TASK DESCRIPTION:
Beginning with the line containing "of the pink" and ending with the last line of the records, set down every line exactly.

Items listed in a dataset:
===

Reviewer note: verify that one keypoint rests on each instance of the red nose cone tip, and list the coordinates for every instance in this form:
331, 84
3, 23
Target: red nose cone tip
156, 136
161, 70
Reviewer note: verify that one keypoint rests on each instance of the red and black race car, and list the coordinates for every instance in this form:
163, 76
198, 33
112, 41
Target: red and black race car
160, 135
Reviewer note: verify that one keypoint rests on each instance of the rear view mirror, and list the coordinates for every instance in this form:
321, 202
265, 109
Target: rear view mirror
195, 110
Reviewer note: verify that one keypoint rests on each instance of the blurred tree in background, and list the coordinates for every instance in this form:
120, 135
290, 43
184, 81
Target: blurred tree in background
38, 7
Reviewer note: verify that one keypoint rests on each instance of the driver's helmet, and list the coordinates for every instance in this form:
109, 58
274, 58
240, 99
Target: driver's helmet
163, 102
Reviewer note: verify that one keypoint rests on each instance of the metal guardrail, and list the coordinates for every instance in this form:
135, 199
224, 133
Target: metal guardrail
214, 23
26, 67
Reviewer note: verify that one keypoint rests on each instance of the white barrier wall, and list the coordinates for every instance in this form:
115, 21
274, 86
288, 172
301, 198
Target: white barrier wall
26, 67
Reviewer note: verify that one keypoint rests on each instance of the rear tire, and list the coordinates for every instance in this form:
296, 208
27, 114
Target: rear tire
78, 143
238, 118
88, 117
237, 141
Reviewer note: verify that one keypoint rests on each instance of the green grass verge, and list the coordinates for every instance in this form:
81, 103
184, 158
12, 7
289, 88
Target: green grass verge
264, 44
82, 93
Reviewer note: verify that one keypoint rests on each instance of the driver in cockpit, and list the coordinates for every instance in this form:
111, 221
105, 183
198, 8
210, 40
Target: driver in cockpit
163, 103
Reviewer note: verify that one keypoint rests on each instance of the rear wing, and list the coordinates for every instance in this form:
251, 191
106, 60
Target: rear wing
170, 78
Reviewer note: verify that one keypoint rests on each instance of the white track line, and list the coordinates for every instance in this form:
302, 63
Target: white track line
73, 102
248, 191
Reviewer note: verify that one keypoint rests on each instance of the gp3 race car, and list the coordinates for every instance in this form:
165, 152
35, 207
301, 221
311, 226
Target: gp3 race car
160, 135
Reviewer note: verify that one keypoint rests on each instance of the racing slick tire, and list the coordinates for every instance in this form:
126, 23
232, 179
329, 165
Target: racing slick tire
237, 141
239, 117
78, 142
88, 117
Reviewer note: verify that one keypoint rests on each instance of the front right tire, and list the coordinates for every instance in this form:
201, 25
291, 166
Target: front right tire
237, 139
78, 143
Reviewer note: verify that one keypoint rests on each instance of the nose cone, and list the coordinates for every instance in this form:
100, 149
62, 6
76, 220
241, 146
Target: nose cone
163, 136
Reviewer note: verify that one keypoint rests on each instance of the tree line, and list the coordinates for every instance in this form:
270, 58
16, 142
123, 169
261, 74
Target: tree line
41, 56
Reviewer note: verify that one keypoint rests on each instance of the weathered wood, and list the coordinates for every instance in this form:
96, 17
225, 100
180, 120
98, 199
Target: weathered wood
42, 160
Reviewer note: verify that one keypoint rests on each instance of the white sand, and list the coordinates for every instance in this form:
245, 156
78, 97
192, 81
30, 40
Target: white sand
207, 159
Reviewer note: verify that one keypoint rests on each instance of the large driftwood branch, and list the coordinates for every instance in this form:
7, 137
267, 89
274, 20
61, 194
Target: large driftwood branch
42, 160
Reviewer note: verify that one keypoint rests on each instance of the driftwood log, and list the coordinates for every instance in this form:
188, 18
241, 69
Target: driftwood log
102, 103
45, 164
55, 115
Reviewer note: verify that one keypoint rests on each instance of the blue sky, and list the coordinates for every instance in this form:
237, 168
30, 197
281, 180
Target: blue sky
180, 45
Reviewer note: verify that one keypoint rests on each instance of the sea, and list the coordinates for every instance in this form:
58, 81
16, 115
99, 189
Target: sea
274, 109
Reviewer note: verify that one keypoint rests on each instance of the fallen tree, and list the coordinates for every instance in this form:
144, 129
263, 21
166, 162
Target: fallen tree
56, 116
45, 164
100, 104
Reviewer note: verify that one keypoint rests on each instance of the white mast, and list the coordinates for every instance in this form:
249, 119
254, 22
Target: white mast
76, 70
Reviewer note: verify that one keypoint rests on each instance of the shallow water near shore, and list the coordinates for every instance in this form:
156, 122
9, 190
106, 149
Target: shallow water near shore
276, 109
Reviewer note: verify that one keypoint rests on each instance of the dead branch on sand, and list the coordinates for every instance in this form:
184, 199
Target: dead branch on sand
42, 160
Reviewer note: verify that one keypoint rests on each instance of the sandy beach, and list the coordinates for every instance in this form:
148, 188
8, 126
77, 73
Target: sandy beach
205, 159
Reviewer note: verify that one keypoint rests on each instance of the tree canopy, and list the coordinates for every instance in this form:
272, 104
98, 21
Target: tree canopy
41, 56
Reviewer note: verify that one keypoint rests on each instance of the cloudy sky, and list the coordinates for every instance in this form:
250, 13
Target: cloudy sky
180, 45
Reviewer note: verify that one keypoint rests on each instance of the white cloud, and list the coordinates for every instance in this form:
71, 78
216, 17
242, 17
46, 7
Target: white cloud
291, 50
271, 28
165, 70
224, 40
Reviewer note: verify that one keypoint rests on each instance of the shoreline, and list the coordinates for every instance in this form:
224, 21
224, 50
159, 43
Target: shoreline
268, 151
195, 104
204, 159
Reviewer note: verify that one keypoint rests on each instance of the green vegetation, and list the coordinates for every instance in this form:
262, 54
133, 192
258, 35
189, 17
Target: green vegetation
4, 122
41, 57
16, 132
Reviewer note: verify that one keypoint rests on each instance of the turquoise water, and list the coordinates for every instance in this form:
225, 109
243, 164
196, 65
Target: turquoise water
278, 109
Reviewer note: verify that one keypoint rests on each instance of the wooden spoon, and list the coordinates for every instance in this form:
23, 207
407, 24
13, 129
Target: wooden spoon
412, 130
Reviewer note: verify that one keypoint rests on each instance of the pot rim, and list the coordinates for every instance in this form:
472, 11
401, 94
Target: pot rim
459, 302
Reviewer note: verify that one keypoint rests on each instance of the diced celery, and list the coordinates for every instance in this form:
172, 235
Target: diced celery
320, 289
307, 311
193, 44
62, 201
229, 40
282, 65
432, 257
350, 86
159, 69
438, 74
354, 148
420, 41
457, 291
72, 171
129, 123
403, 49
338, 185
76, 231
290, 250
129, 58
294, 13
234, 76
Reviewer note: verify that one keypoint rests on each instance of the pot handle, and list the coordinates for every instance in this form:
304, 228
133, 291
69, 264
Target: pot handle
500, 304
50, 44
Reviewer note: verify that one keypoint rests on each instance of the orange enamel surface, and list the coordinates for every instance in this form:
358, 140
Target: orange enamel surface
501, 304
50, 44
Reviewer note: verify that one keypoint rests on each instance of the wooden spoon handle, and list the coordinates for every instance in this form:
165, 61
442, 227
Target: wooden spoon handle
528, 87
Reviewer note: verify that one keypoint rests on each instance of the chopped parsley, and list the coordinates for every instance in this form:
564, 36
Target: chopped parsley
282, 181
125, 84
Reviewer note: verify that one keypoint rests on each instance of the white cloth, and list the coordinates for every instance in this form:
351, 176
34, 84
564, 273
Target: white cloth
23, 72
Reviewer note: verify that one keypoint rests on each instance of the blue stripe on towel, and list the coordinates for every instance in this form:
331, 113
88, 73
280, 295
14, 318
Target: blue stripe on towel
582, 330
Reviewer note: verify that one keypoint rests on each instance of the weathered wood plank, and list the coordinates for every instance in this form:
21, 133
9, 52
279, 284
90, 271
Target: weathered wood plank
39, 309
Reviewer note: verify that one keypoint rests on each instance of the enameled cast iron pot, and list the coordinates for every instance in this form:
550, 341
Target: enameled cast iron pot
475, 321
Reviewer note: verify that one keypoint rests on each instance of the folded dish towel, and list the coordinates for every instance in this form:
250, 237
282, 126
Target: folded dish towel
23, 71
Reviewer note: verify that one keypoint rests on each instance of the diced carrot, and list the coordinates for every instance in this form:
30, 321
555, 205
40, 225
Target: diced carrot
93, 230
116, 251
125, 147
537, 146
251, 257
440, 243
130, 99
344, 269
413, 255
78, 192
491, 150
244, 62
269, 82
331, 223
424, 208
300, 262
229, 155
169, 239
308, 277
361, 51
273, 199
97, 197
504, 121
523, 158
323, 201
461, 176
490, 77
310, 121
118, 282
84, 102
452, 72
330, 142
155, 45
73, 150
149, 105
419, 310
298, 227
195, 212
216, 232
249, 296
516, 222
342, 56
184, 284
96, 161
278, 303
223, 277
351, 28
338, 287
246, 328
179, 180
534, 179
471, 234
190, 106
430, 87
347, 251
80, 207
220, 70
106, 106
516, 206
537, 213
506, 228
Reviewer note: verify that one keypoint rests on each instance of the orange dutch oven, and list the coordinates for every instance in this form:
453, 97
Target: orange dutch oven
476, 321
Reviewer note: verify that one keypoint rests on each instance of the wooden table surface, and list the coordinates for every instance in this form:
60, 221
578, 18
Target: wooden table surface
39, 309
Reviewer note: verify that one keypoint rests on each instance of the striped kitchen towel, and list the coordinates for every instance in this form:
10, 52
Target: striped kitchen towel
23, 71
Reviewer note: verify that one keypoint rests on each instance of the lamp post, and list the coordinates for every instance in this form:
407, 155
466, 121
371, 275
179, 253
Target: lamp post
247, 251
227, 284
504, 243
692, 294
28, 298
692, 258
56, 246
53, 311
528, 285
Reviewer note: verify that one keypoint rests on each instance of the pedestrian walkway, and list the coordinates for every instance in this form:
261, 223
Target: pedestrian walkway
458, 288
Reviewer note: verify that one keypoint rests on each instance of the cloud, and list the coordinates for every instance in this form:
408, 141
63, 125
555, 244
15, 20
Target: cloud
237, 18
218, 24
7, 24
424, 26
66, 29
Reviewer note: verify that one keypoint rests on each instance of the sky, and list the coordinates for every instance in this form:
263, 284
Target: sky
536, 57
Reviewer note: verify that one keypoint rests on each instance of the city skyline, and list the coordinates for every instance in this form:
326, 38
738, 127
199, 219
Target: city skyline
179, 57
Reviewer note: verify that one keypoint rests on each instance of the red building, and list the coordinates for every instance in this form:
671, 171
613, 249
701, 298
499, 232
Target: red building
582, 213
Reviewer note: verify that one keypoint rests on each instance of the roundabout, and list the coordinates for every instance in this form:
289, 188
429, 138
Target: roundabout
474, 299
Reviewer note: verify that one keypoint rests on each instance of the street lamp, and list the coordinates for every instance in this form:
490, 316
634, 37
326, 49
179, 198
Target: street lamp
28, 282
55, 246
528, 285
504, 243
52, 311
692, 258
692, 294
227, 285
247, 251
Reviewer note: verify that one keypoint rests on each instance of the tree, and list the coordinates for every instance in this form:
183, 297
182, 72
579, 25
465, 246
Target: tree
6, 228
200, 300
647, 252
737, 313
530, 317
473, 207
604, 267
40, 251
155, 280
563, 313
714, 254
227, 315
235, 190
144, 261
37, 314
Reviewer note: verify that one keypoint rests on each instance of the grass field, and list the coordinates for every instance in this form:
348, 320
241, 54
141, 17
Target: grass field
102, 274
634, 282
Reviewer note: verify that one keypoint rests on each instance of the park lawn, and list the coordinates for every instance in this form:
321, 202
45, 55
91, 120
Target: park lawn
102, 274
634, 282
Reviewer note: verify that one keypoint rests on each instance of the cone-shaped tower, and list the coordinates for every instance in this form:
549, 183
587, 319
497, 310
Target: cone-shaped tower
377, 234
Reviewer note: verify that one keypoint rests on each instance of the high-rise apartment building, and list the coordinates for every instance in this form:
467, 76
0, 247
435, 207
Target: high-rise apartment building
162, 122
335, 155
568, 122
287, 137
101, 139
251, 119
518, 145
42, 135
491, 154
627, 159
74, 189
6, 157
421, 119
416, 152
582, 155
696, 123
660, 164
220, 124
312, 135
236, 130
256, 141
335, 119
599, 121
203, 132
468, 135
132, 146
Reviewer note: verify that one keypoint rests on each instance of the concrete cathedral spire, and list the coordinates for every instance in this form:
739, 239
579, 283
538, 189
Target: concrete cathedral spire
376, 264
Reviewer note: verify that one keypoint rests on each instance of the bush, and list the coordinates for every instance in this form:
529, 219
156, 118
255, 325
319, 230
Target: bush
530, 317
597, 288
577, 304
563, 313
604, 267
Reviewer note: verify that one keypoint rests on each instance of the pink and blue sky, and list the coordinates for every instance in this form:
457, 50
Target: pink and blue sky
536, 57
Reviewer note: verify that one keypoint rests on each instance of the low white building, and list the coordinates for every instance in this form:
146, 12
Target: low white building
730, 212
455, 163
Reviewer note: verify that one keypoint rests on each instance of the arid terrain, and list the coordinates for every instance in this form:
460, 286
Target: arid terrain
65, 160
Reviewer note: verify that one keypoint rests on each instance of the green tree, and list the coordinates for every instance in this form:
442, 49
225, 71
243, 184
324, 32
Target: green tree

===

COMPLETED TASK:
Reviewer note: verify that one keypoint rests on each instance of the pink and blue sky, and list the coordinates for every instance in this form:
457, 50
Target: pink and blue sky
536, 57
Reviewer note: verify that one keypoint rests on each instance of the low white building, and list the coordinates for every instance in this form:
146, 12
Target: low white building
730, 212
455, 163
Reviewer note: verify that one keypoint rests on each instance of the arid terrain, and list the coordinates for every instance in this form:
460, 286
Target: arid terrain
65, 160
Reviewer note: verify that one keypoint rests on each instance of the green tree, and list the coordinates for every instance in this form:
442, 49
225, 71
243, 184
324, 32
Target: green tree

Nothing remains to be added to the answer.